[Items from a data source]
***

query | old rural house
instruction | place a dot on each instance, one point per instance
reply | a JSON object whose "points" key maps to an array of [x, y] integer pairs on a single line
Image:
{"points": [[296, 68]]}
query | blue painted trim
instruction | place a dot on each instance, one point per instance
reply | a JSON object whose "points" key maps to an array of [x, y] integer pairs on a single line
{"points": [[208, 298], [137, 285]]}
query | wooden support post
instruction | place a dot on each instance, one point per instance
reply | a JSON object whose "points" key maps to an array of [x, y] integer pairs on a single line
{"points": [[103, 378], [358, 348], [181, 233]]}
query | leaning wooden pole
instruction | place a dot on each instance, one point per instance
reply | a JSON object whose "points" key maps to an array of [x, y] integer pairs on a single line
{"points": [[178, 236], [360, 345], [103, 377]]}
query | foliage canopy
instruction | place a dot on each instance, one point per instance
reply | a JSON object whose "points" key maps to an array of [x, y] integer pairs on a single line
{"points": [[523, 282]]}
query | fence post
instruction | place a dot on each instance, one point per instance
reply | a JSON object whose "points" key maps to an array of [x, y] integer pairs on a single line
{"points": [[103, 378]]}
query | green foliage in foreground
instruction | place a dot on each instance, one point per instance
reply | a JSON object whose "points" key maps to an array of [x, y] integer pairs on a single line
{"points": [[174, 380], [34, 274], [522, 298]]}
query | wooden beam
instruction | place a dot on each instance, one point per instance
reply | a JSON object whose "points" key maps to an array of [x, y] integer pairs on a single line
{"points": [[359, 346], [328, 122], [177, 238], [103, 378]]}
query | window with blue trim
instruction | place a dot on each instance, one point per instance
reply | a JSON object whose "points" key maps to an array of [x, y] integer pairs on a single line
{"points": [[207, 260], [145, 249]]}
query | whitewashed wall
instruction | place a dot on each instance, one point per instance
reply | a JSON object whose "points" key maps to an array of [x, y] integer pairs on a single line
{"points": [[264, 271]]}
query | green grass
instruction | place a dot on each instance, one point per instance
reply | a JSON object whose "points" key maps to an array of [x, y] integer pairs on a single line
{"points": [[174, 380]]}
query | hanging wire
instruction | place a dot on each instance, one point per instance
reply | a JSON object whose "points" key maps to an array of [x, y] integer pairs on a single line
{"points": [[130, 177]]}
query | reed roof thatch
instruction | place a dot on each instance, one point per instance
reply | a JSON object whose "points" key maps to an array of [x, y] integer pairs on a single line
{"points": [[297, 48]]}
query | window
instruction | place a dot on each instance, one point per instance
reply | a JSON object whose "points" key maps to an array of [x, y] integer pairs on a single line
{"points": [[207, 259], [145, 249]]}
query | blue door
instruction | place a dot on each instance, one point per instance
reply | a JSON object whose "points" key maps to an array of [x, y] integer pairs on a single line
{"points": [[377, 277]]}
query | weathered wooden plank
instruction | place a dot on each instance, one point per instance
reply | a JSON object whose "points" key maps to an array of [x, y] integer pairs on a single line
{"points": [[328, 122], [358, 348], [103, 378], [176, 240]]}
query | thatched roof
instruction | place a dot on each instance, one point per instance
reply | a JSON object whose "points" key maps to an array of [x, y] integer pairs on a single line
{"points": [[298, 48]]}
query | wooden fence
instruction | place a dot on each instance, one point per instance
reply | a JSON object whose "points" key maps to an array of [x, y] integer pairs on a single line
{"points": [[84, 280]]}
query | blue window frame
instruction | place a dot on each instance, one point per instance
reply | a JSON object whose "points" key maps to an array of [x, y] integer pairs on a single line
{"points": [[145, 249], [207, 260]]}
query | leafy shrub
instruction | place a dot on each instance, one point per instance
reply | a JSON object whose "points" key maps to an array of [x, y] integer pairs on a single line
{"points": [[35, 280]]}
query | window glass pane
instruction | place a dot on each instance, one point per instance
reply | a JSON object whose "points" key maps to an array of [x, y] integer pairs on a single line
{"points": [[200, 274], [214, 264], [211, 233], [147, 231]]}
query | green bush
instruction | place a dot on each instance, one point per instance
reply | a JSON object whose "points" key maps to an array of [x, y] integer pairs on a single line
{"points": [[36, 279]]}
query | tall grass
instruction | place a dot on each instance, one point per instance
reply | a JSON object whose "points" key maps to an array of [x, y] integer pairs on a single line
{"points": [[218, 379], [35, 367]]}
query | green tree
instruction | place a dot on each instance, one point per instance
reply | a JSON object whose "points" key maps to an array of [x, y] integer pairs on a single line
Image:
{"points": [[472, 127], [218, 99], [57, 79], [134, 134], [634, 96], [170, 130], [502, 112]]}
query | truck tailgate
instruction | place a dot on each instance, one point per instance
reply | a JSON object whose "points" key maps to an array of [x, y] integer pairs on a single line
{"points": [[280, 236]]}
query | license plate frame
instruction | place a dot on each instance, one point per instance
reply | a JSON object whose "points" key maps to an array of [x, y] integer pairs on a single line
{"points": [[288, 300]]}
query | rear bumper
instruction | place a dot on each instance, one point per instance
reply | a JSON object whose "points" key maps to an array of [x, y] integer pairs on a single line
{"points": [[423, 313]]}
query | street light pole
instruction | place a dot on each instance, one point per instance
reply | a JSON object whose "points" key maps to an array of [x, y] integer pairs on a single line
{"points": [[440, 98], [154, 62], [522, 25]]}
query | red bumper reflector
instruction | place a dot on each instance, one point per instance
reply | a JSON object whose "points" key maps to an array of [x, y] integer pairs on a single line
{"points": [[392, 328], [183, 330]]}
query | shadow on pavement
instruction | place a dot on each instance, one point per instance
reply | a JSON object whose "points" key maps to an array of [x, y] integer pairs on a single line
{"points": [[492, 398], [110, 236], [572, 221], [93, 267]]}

***

Using the data above, tally each line that has the string "pole" and report only the sum.

- Solution to this task
2